▶ **WHAT NEEDS TO BE DONE**: Write out every record in full, exactly as written, please.

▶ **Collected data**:
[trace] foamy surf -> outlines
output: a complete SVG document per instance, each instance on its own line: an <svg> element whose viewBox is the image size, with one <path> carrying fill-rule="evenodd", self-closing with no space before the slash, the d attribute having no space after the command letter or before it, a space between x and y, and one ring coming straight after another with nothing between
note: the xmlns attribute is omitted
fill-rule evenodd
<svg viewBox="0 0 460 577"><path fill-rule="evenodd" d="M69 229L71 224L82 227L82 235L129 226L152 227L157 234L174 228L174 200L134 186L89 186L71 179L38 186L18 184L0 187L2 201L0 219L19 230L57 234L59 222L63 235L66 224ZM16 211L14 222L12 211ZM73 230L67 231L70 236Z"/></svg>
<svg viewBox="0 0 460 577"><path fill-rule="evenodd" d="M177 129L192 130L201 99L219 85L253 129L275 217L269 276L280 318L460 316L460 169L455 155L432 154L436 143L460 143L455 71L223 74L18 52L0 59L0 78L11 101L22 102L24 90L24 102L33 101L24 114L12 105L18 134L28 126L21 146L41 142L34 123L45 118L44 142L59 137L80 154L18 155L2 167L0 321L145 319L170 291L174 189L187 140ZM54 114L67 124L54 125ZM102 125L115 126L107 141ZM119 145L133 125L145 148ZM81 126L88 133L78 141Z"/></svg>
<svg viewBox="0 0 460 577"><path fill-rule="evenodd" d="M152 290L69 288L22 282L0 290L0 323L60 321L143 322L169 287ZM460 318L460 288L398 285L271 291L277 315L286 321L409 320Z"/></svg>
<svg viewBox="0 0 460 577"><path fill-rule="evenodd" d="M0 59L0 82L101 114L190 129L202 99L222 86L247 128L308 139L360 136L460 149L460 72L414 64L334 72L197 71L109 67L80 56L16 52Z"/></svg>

▶ **RESPONSE TO THIS EXERCISE**:
[trace] foamy surf -> outlines
output: a complete SVG document per instance, each instance on its own line: an <svg> element whose viewBox is the image size, with one <path> carrying fill-rule="evenodd", self-closing with no space before the slash, the d attribute having no space after the command letter or before it, a space between x and y, and one ring coming straight after another with nothing between
note: the xmlns attribute is omitted
fill-rule evenodd
<svg viewBox="0 0 460 577"><path fill-rule="evenodd" d="M69 229L71 224L82 227L82 235L129 226L152 227L157 234L174 228L174 200L134 186L89 186L71 179L38 186L18 184L0 187L2 201L0 219L19 230L57 234L59 222L63 235L66 224ZM16 211L14 222L12 211ZM73 230L67 231L70 236Z"/></svg>
<svg viewBox="0 0 460 577"><path fill-rule="evenodd" d="M177 129L192 130L201 99L219 85L253 129L275 217L269 276L280 318L460 316L460 169L455 155L432 154L436 143L460 143L455 71L223 74L18 52L0 59L0 78L11 101L22 102L24 90L24 102L33 101L24 114L12 105L18 134L28 126L21 146L41 142L34 123L45 118L44 142L59 137L80 154L18 155L2 167L0 321L145 319L170 291L174 189L187 140ZM54 114L67 124L54 125ZM102 125L115 126L107 141ZM119 145L133 125L145 148ZM81 126L88 133L78 141Z"/></svg>
<svg viewBox="0 0 460 577"><path fill-rule="evenodd" d="M152 290L69 288L22 282L0 290L0 323L60 321L143 322L169 287ZM460 318L460 288L398 285L271 291L277 315L286 321L409 320Z"/></svg>
<svg viewBox="0 0 460 577"><path fill-rule="evenodd" d="M0 59L0 82L101 114L190 129L202 99L222 86L247 128L308 139L360 136L460 149L460 72L414 64L334 72L197 71L109 67L80 56L16 52Z"/></svg>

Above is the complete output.